Global Logistic Properties - CIMB Research 2017-05-19: Benefiting From Cap Rate Compression GLOBAL LOGISTIC PROP LIMITED MC0.SI

Global Logistic Properties - Benefiting From Cap Rate Compression

  • FY3/17 core net profit of US$270m was largely within our expectations, forming 96% of our forecast.
  • Better results were due to higher revaluation surplus and improved organic growth.
  • FY18F development starts and completions guidance slightly higher on yoy basis.
  • Maintain Hold with a higher TP of S$3.05.



4QFY17 results highlights 

  • GLP reported 4QFY17 revenue/net profit of US$227m/US$247m, up 14%/62% yoy. The better results were due largely to revaluation gains from a 10-30bp compression in cap rates. 
  • Stripping out revals, core earnings fell 12% yoy to US$53.6m due to a high base.
  • On a full-year basis, core net profit came in at US$270m, +16% yoy thanks to organic growth from higher rents and lease-up ratio. 
  • The group proposed a DPS of 6 Scts, translating to a yield of 2.1%.


Robust leasing demand, positive rental growth 

  • The group renewed/leased 13.3m sqm of space in FY17 with 8.9% rental growth and a retention ratio of 73%. Portfolio occupancy remained fairly stable at 91%. 
  • The US market continued to see strong rental growth of 16.9%, with Japan at +5.2% and China at a slightly softer +4% vs. +5.3% in 3Q. 
  • Although China’s occupancy dipped to 85%, this was largely due to the inclusion of newly stabilised properties. Management indicated that the demand in Tier-1 and 1.5 cities in China remains robust.


Raising development starts and completions a tad 

  • GLP exceeded its FY17 development starts and completion targets by 5-6% and has set slightly higher levels of US$2.2bn and US$1.7bn worth of starts and completions for FY18, respectively. This increment in starts will come from the US while China is projected to remain flat at US$1.4bn. This would continue to underpin development value creation and boost its forward NAV. 
  • Assuming a similar development margin of 28%, the group could realise a share of pretax development profit of c.US$280m.

#### Source material
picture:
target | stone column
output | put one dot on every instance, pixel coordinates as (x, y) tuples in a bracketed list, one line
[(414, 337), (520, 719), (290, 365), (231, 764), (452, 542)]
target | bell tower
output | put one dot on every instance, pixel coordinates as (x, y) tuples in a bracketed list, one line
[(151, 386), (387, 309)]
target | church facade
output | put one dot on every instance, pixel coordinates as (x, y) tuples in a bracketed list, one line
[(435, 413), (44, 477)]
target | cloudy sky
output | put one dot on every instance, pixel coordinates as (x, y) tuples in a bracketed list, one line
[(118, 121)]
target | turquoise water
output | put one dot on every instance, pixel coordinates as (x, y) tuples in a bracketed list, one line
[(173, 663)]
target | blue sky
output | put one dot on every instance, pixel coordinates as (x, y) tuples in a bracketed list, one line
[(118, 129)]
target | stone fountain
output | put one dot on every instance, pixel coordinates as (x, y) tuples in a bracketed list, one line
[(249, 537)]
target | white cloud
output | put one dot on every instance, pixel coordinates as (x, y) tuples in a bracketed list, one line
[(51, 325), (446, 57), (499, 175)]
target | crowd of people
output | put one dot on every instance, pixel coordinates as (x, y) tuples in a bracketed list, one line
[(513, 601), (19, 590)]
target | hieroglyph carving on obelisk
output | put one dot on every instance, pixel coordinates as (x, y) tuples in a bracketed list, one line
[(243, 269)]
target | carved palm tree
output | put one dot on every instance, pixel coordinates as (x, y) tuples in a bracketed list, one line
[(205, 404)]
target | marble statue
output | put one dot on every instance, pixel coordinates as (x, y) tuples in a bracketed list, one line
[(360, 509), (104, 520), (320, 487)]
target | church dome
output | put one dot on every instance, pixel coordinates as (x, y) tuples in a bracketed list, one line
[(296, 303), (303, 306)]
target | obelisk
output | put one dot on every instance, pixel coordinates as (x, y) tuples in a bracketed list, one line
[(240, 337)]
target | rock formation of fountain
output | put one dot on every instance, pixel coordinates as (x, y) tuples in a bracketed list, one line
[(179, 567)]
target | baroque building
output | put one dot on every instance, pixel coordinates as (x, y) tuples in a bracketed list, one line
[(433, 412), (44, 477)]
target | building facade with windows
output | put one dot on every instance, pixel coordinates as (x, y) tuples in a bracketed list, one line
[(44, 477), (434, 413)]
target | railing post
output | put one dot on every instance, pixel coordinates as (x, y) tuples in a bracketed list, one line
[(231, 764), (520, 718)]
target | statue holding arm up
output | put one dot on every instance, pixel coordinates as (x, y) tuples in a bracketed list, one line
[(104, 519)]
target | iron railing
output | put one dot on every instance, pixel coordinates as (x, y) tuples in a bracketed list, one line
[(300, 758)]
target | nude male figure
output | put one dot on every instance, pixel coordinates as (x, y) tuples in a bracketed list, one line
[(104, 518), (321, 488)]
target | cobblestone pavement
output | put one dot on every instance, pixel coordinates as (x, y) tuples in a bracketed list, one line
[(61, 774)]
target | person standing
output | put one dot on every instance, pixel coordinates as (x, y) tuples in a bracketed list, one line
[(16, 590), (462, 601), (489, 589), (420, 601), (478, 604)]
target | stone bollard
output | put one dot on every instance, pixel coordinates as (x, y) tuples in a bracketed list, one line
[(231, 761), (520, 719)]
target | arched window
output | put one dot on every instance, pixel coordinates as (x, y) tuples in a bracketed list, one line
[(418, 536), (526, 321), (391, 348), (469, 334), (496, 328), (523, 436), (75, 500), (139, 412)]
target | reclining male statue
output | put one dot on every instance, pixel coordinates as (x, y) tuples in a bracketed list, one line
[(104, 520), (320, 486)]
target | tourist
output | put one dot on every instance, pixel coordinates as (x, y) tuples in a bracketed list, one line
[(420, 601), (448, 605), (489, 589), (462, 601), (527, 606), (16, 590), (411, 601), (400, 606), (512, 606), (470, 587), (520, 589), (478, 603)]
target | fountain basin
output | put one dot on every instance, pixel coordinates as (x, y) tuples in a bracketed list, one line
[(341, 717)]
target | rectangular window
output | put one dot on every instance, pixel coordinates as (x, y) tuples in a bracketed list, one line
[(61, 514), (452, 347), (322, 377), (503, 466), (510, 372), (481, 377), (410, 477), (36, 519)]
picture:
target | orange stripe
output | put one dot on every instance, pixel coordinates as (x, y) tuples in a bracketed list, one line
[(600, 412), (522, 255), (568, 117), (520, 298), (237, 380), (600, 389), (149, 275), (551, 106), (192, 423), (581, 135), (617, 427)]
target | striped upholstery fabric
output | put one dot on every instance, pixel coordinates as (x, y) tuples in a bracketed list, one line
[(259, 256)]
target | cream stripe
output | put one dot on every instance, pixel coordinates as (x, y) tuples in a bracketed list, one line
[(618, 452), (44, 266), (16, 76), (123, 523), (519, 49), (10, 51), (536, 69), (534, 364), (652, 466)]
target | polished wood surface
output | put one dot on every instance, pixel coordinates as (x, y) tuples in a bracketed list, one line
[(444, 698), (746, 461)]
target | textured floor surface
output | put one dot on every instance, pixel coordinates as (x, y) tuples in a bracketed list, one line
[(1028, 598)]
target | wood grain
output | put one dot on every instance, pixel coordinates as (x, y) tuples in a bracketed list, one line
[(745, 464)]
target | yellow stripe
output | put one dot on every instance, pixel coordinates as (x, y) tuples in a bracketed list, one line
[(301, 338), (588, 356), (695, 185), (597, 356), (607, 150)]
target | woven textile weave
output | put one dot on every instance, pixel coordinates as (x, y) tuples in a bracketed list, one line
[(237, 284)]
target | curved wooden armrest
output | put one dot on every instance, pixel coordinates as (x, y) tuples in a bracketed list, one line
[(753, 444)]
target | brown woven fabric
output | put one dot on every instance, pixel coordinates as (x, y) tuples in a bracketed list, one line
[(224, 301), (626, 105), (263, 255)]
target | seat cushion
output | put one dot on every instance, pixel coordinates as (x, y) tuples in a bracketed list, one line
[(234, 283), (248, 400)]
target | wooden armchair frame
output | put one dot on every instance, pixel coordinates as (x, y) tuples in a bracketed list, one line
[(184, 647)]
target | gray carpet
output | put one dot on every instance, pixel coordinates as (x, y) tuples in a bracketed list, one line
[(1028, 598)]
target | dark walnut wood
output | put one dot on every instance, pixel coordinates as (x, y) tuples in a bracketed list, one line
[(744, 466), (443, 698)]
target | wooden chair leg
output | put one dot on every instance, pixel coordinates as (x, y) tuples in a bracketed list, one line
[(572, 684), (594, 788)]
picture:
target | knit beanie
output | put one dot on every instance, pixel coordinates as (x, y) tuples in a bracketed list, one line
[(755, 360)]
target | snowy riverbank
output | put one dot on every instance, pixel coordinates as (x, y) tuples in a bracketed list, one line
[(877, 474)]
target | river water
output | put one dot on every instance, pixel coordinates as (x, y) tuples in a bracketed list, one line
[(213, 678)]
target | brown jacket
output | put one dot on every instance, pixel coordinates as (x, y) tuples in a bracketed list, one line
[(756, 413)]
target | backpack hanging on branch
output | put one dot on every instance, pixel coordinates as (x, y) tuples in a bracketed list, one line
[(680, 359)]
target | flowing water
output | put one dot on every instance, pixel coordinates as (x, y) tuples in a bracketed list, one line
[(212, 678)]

#### Written task 1
Could you return the part of the GLP research note from "Global Logistic Properties - Benefiting" to "a high base.", word for word?
#### Written task 2
In the rows, replace "instance" with "occurrence" from the line with "target | crowd of people" to the line with "[(179, 567)]", and give back only those lines with everything else unchanged.

#### Solution 1
Global Logistic Properties - Benefiting From Cap Rate Compression

  • FY3/17 core net profit of US$270m was largely within our expectations, forming 96% of our forecast.
  • Better results were due to higher revaluation surplus and improved organic growth.
  • FY18F development starts and completions guidance slightly higher on yoy basis.
  • Maintain Hold with a higher TP of S$3.05.



4QFY17 results highlights 

  • GLP reported 4QFY17 revenue/net profit of US$227m/US$247m, up 14%/62% yoy. The better results were due largely to revaluation gains from a 10-30bp compression in cap rates. 
  • Stripping out revals, core earnings fell 12% yoy to US$53.6m due to a high base.

#### Solution 2
target | crowd of people
output | put one dot on every occurrence, pixel coordinates as (x, y) tuples in a bracketed list, one line
[(513, 601), (19, 590)]
target | hieroglyph carving on obelisk
output | put one dot on every occurrence, pixel coordinates as (x, y) tuples in a bracketed list, one line
[(243, 269)]
target | carved palm tree
output | put one dot on every occurrence, pixel coordinates as (x, y) tuples in a bracketed list, one line
[(205, 404)]
target | marble statue
output | put one dot on every occurrence, pixel coordinates as (x, y) tuples in a bracketed list, one line
[(360, 509), (104, 520), (320, 487)]
target | church dome
output | put one dot on every occurrence, pixel coordinates as (x, y) tuples in a bracketed list, one line
[(296, 303), (303, 306)]
target | obelisk
output | put one dot on every occurrence, pixel coordinates as (x, y) tuples in a bracketed list, one line
[(240, 337)]
target | rock formation of fountain
output | put one dot on every occurrence, pixel coordinates as (x, y) tuples in a bracketed list, one line
[(179, 567)]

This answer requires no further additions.